Any pictures in the records below should be skipped; write out everything else exactly.

** begin SUPPLIED MATERIAL **

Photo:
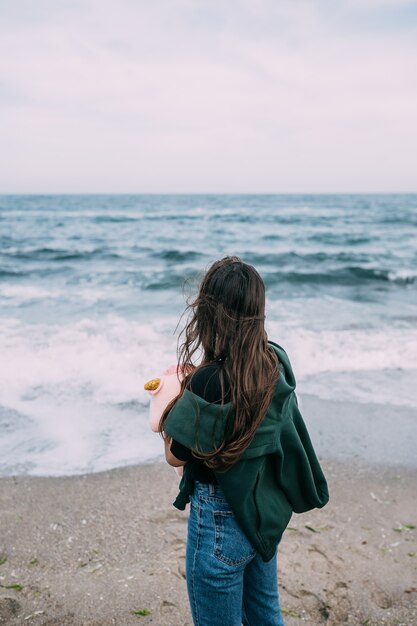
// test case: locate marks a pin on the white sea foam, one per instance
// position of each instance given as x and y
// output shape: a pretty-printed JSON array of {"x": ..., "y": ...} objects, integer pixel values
[
  {"x": 23, "y": 293},
  {"x": 79, "y": 387}
]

** end SUPPLIED MATERIAL **

__CORRECT RESPONSE__.
Photo:
// test case: locate marks a pin on the white sea foam, one per instance
// position of each instance given as x and y
// output shape: a pretty-printed JSON array of {"x": ..., "y": ...} objects, integer pixel values
[
  {"x": 23, "y": 293},
  {"x": 79, "y": 387}
]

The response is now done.